• _RAW RECORDS_

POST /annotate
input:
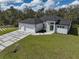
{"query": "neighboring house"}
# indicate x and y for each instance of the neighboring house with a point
(52, 24)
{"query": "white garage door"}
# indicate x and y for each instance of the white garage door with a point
(29, 30)
(62, 30)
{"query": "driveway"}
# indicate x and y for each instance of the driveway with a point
(10, 38)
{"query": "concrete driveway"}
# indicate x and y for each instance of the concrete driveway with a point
(10, 38)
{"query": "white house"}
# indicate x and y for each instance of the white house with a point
(52, 24)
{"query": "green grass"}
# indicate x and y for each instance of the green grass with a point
(44, 47)
(7, 30)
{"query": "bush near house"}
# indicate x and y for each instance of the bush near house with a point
(53, 46)
(6, 30)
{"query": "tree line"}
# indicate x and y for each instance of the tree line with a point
(13, 16)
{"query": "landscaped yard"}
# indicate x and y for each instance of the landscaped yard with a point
(53, 46)
(6, 30)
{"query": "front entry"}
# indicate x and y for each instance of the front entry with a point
(51, 27)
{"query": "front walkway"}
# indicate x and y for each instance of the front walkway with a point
(10, 38)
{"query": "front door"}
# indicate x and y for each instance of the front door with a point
(51, 27)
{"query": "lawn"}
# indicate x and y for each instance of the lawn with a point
(6, 30)
(53, 46)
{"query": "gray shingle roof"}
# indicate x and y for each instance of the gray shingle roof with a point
(65, 22)
(31, 21)
(50, 18)
(60, 20)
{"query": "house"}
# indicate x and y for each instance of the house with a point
(52, 24)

• _TASK TO COMPLETE_
Copy all of the material above word for word, leaving out the picture.

• _SOLUTION TO THE EXERCISE_
POST /annotate
input:
{"query": "neighboring house"}
# indicate x and y for each instance of the neighboring house with a point
(52, 24)
{"query": "white garage door"}
# indicate x and y for each instance of the white garage door with a point
(29, 30)
(62, 30)
{"query": "driveway"}
# indicate x and y for each instance of the driveway with a point
(10, 38)
{"query": "concrete driveway"}
# indicate x and y for each instance of the concrete driveway with a point
(10, 38)
{"query": "white house"}
# indicate x and y for each instance of the white house with a point
(52, 24)
{"query": "green grass"}
# indicate x and y for each instance of the green grass with a point
(44, 47)
(7, 30)
{"query": "bush near house"}
# indicate x and y for each instance of the bush near house with a point
(53, 46)
(6, 30)
{"query": "tree line"}
# indicate x and y for each instance of the tree line with a point
(13, 16)
{"query": "landscaped yard"}
# indicate x and y for each instance of the landscaped yard with a point
(53, 46)
(6, 30)
{"query": "front entry"}
# indicate x and y for each instance of the front entry with a point
(51, 27)
{"query": "front walkway"}
# indicate x and y for each instance of the front walkway with a point
(10, 38)
{"query": "front door"}
# indicate x and y for each instance of the front door with a point
(51, 27)
{"query": "lawn"}
# indicate x and y for each instance of the lawn with a point
(6, 30)
(53, 46)
{"query": "gray shingle roof"}
# indicate x and y for each instance of the gray shingle roof with a point
(65, 22)
(31, 21)
(50, 18)
(60, 20)
{"query": "house"}
# indicate x and y for each instance of the house with a point
(52, 24)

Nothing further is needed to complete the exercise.